Written exercise:
Lay out everything from the start of the items down to the line containing "M212 99L211 96L204" as a numbered list, skipping blank lines and leaving the pictures out.

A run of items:
* start *
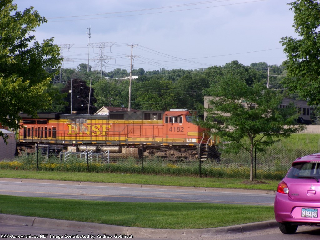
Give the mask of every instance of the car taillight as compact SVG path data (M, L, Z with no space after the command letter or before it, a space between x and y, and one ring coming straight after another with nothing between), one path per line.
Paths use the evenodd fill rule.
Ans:
M287 194L289 193L288 185L283 181L281 181L278 185L278 192Z

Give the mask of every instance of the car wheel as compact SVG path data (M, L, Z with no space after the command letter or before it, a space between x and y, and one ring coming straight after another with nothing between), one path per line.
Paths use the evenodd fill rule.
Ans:
M293 234L297 231L298 225L291 225L290 224L285 224L281 222L278 223L279 229L281 232L284 234Z

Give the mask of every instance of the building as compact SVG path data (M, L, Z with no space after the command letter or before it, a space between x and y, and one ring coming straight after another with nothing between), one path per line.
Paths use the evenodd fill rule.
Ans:
M98 110L95 113L95 115L109 115L109 113L113 112L119 112L123 111L127 111L129 109L127 108L121 108L118 107L106 107L104 106ZM137 111L134 109L131 109L130 111Z
M212 99L211 96L204 96L204 119L207 116L207 113L205 111L206 108L212 108L213 107L210 105L209 101ZM301 123L309 124L311 123L310 120L310 106L308 106L306 101L297 100L290 98L284 98L282 100L281 104L279 105L279 108L283 108L292 102L293 102L297 107L297 110L300 113L298 121Z

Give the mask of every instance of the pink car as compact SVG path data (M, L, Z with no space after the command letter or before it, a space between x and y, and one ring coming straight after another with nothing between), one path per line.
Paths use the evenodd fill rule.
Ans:
M283 233L320 226L320 153L297 158L278 185L275 215Z

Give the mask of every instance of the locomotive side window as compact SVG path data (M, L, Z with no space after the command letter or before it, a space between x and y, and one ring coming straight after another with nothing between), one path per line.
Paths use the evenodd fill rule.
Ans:
M164 123L169 123L169 116L166 116L164 117Z
M179 116L179 118L178 119L178 122L179 123L182 123L182 120L183 119L182 116Z
M23 138L27 138L27 127L23 127Z
M57 128L52 128L52 138L55 138L57 137Z

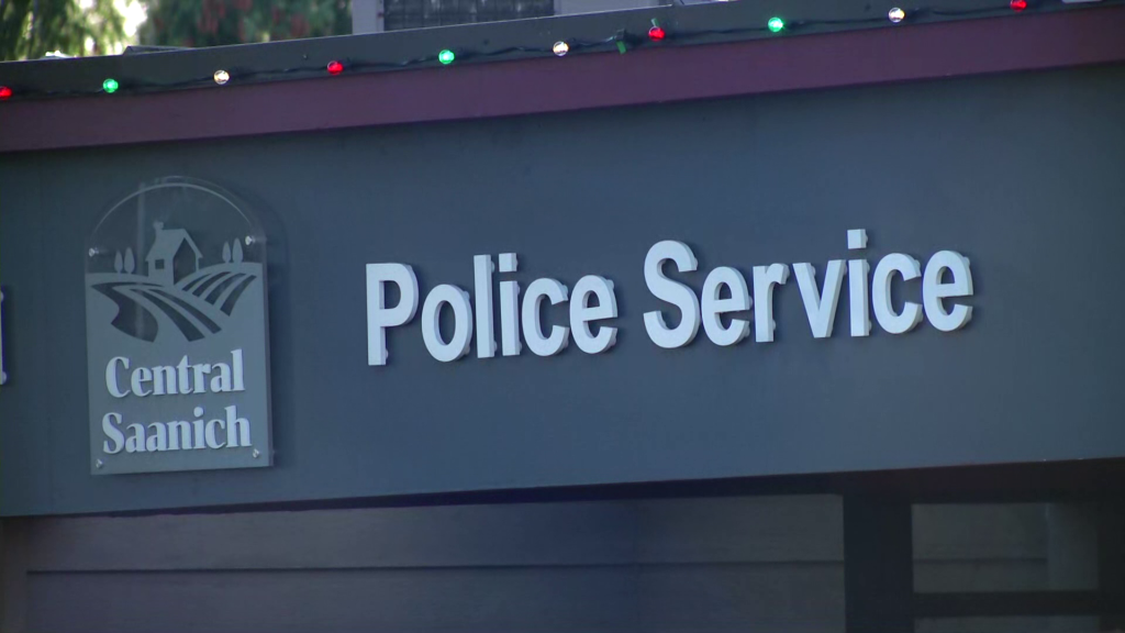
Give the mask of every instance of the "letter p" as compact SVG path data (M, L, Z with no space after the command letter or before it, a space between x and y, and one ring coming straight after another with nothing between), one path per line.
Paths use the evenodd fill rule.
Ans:
M387 283L398 286L398 305L386 306ZM410 322L418 310L418 279L404 264L367 265L367 364L386 365L387 328Z

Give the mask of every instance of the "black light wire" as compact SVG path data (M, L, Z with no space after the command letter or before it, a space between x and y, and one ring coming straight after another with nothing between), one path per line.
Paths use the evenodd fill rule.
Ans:
M1118 5L1122 2L1113 2ZM1029 7L1030 8L1030 7ZM933 9L933 8L918 8L918 9L906 9L906 15L909 17L919 16L937 16L943 18L955 18L955 17L971 17L971 16L982 16L990 14L1010 14L1011 7L1009 3L989 6L989 7L975 7L972 9ZM809 19L809 20L785 20L784 32L800 32L806 28L817 27L817 26L867 26L875 24L886 24L890 20L885 16L874 16L864 18L845 18L845 19ZM893 24L893 23L892 23ZM656 21L654 20L654 26ZM894 25L898 26L898 25ZM619 45L623 45L624 50L628 48L639 48L645 46L660 46L668 42L674 41L690 41L706 37L722 37L732 35L753 35L753 34L765 34L768 33L774 36L782 36L781 33L772 33L766 26L742 26L742 27L731 27L731 28L709 28L700 30L672 30L666 32L666 36L662 41L651 41L647 32L645 34L630 33L627 29L621 29L613 35L595 41L582 41L582 39L562 39L568 46L566 54L572 54L575 52L588 51L614 51L618 50ZM554 45L555 43L552 43ZM611 47L612 46L612 47ZM543 56L557 56L552 50L552 46L504 46L501 48L494 48L488 51L474 51L474 50L458 50L450 48L453 52L456 61L472 61L472 60L488 60L492 57L500 57L512 55L516 53L530 54L530 55L543 55ZM623 52L623 50L622 50ZM353 59L341 59L339 60L344 68L344 72L349 74L356 74L364 71L394 71L394 70L405 70L413 66L433 66L434 64L440 64L441 60L438 54L422 55L418 57L412 57L397 62L387 61L368 61L368 60L353 60ZM454 62L456 63L456 62ZM444 65L444 64L443 64ZM287 78L294 74L302 75L323 75L326 72L325 65L300 65L282 69L269 69L269 70L244 70L236 66L225 68L230 74L227 84L230 83L249 83L256 81L269 81ZM312 77L305 77L312 78ZM207 86L216 86L214 74L207 77L197 77L187 80L178 81L153 81L153 80L132 80L128 78L117 79L118 88L114 93L151 93L160 91L171 91L181 90L189 88L202 88ZM0 80L2 83L2 80ZM106 95L106 90L102 87L97 89L66 89L66 90L20 90L18 86L8 86L12 89L14 95L9 100L22 100L22 99L34 99L34 98L53 98L53 97L87 97L94 95ZM222 86L220 86L222 87Z

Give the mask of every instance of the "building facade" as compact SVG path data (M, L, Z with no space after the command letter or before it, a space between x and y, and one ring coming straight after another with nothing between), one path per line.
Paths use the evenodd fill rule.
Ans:
M0 628L1125 627L1125 8L763 11L0 65Z

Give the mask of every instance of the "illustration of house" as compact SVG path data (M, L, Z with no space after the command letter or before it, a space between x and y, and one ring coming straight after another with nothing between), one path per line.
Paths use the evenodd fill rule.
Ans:
M148 250L148 278L171 286L187 275L199 270L204 255L183 229L164 229L163 222L154 222L156 240Z

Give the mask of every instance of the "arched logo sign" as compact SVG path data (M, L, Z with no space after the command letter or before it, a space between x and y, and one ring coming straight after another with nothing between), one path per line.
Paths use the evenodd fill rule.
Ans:
M164 178L84 255L91 472L270 465L266 241L246 206Z

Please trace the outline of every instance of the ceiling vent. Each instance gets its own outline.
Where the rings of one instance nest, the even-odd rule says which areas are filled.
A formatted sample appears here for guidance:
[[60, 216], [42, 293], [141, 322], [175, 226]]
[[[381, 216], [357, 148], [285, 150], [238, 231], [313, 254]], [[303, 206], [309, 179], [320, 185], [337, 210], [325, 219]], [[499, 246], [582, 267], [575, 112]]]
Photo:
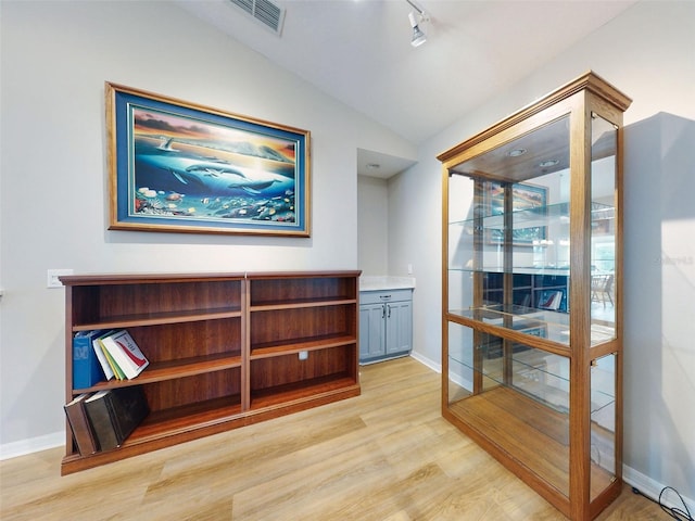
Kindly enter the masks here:
[[269, 0], [229, 0], [231, 3], [243, 10], [273, 33], [280, 36], [282, 33], [282, 22], [285, 21], [285, 9], [276, 5]]

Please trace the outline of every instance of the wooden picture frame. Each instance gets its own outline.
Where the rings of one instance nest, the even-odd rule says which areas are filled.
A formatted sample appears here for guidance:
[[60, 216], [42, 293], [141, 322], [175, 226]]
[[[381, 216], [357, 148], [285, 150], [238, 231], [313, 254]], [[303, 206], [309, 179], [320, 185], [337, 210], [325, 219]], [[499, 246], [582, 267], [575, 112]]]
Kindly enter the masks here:
[[307, 130], [105, 84], [111, 230], [309, 237]]

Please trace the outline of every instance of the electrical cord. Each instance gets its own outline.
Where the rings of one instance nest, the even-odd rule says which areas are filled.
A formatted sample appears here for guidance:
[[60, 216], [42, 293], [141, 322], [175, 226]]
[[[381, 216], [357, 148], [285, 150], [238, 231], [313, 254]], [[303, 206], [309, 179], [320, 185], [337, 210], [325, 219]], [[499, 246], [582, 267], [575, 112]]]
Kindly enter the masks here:
[[[667, 507], [666, 505], [664, 505], [664, 503], [661, 501], [661, 498], [664, 497], [664, 493], [666, 491], [673, 491], [673, 493], [679, 497], [679, 499], [683, 504], [683, 508], [685, 510], [681, 510], [680, 508], [677, 508], [677, 507]], [[695, 521], [695, 518], [693, 518], [693, 516], [691, 514], [691, 511], [687, 509], [687, 505], [685, 505], [685, 499], [683, 499], [683, 496], [681, 496], [679, 492], [672, 486], [665, 486], [664, 488], [661, 488], [658, 500], [650, 498], [646, 494], [643, 494], [642, 491], [640, 491], [635, 486], [632, 487], [632, 493], [646, 497], [650, 501], [656, 503], [659, 507], [661, 507], [661, 510], [664, 510], [668, 516], [670, 516], [673, 519], [677, 519], [679, 521]]]

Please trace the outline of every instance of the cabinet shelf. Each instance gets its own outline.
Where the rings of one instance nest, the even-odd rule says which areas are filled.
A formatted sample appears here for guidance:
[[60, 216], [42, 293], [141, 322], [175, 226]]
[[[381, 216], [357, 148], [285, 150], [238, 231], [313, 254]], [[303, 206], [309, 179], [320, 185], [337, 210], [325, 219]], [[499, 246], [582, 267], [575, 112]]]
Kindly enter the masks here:
[[354, 335], [349, 334], [325, 334], [320, 336], [309, 336], [295, 339], [292, 342], [264, 342], [251, 346], [251, 359], [267, 358], [278, 355], [296, 354], [302, 351], [317, 351], [350, 345], [357, 342]]
[[328, 374], [302, 382], [287, 383], [266, 387], [251, 393], [251, 409], [261, 410], [279, 405], [292, 405], [307, 399], [328, 398], [336, 394], [352, 394], [357, 390], [357, 382], [343, 373]]
[[138, 326], [156, 326], [166, 323], [195, 322], [222, 318], [241, 317], [239, 308], [195, 309], [190, 312], [165, 312], [109, 317], [91, 323], [76, 323], [73, 331], [90, 331], [93, 329], [119, 329]]
[[157, 361], [150, 364], [144, 371], [132, 380], [103, 381], [91, 387], [75, 389], [73, 390], [73, 394], [78, 395], [81, 393], [101, 391], [102, 389], [115, 389], [127, 385], [141, 385], [146, 383], [161, 382], [164, 380], [174, 380], [212, 371], [222, 371], [224, 369], [231, 369], [240, 366], [241, 356], [230, 355], [228, 353]]
[[[66, 276], [65, 403], [141, 385], [150, 414], [122, 446], [63, 474], [359, 394], [359, 271]], [[132, 380], [73, 389], [73, 335], [127, 329], [149, 360]], [[307, 352], [299, 358], [298, 353]]]
[[[514, 455], [515, 470], [527, 478], [541, 478], [549, 485], [556, 501], [569, 495], [567, 415], [504, 386], [453, 403], [451, 409], [456, 415], [453, 421], [462, 430], [495, 456]], [[529, 425], [534, 427], [529, 429]], [[602, 439], [602, 430], [592, 432], [596, 432], [592, 443], [610, 445], [609, 436]], [[488, 445], [486, 433], [494, 433], [494, 446]], [[597, 496], [612, 482], [614, 475], [592, 460], [592, 495]]]
[[343, 304], [355, 304], [357, 301], [353, 298], [341, 300], [324, 300], [324, 298], [292, 298], [285, 302], [274, 302], [268, 304], [251, 305], [251, 312], [271, 312], [277, 309], [296, 309], [302, 307], [325, 307], [341, 306]]

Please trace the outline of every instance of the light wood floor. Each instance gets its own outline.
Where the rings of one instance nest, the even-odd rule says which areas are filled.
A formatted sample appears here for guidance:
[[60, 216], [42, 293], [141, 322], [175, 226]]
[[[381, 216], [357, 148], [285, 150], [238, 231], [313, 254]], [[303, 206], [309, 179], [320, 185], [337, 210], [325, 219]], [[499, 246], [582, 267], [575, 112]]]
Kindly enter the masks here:
[[[563, 520], [440, 416], [412, 358], [362, 368], [363, 394], [60, 476], [63, 449], [0, 462], [10, 520]], [[626, 487], [602, 521], [662, 519]]]

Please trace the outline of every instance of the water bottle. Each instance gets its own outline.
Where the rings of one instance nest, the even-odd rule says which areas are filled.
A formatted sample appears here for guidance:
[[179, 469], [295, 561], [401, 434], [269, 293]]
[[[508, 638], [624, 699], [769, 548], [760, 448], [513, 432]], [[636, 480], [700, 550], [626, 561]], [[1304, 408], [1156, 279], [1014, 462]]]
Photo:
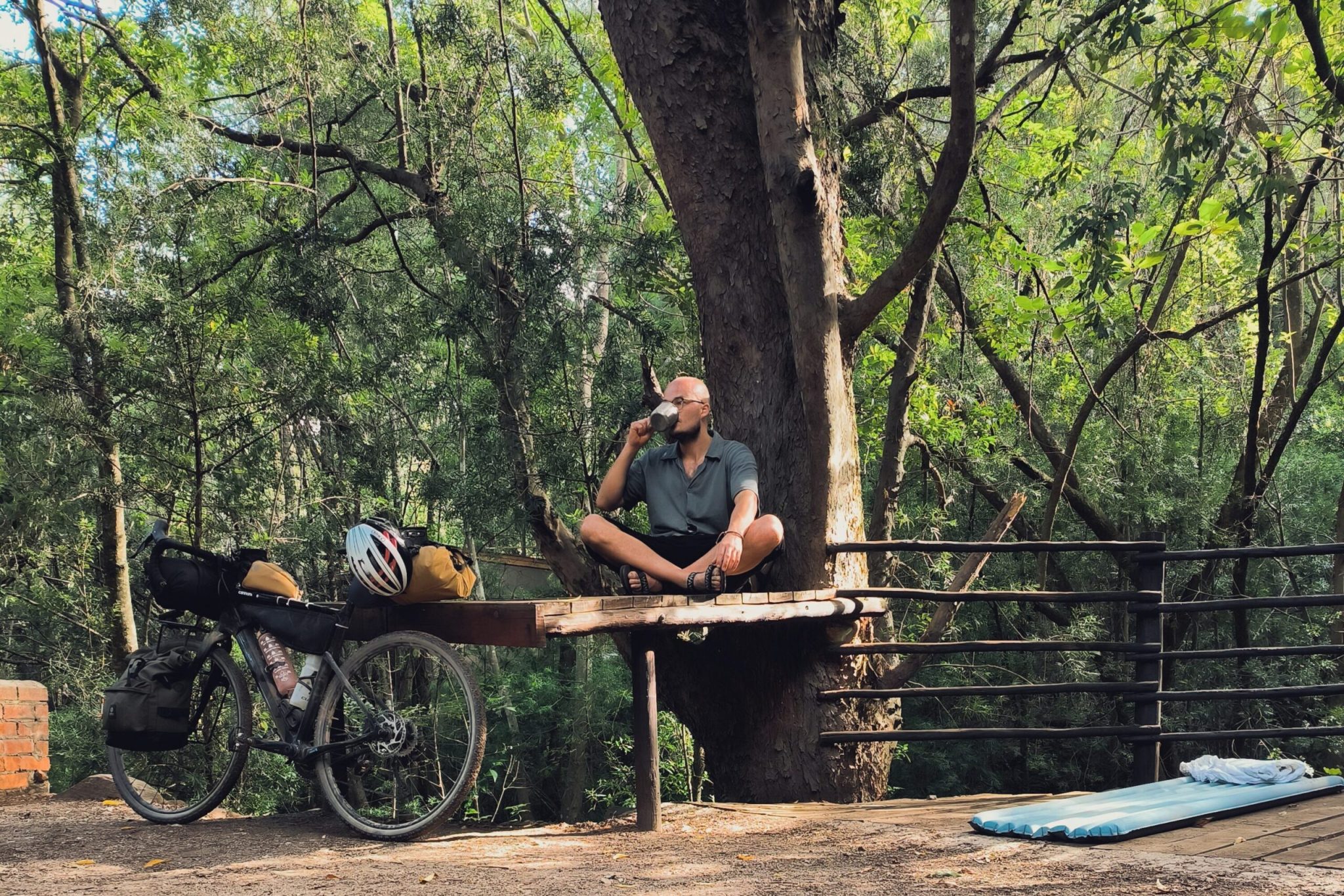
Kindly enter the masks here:
[[676, 418], [680, 412], [680, 408], [672, 402], [663, 402], [649, 414], [649, 426], [653, 427], [655, 433], [668, 433], [676, 426]]
[[289, 695], [289, 705], [294, 709], [308, 709], [308, 699], [313, 695], [313, 676], [321, 668], [323, 658], [316, 653], [309, 653], [304, 658], [304, 668], [298, 670], [298, 684], [294, 693]]
[[289, 661], [289, 652], [285, 650], [285, 645], [276, 641], [276, 635], [261, 629], [257, 630], [257, 643], [261, 646], [262, 660], [266, 661], [266, 672], [276, 682], [276, 690], [280, 692], [281, 697], [288, 697], [294, 692], [294, 685], [298, 684], [294, 664]]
* end *
Solution to the problem:
1. Give the mask of every instance of the car taillight as compact SVG path data (M, L, Z with no space after the command letter or before it, a space between x and y, and one ring coming straight after another with nothing between), one path per line.
2. Paths use the evenodd fill rule.
3. Ans:
4. M287 194L289 193L288 185L283 181L281 181L278 185L278 192Z
5. Give the mask of every instance of the car wheel as compact SVG path data (M, L, Z with no space after the command letter or before it, a space between x and y, and one ring coming straight after another with nothing between), one path per line.
6. Paths use the evenodd fill rule.
7. Ans:
8. M293 234L297 231L298 225L291 225L290 224L285 224L281 222L278 223L279 229L281 232L284 234Z
9. Give the mask of every instance of the building as compact SVG path data (M, L, Z with no space after the command letter or before it, a space between x and y, and one ring coming straight after another with nothing between), one path per line.
10. Paths use the evenodd fill rule.
11. Ans:
12. M98 110L95 113L95 115L109 115L109 113L113 112L119 112L123 111L127 111L129 109L127 108L121 108L118 107L106 107L104 106ZM137 111L134 109L131 109L130 111Z
13. M212 99L211 96L204 96L204 119L207 116L207 113L205 111L206 108L212 108L213 107L210 105L209 101ZM301 123L309 124L311 123L310 120L310 106L308 106L306 101L297 100L290 98L284 98L282 100L281 104L279 105L279 108L283 108L292 102L293 102L297 107L297 110L300 113L298 121Z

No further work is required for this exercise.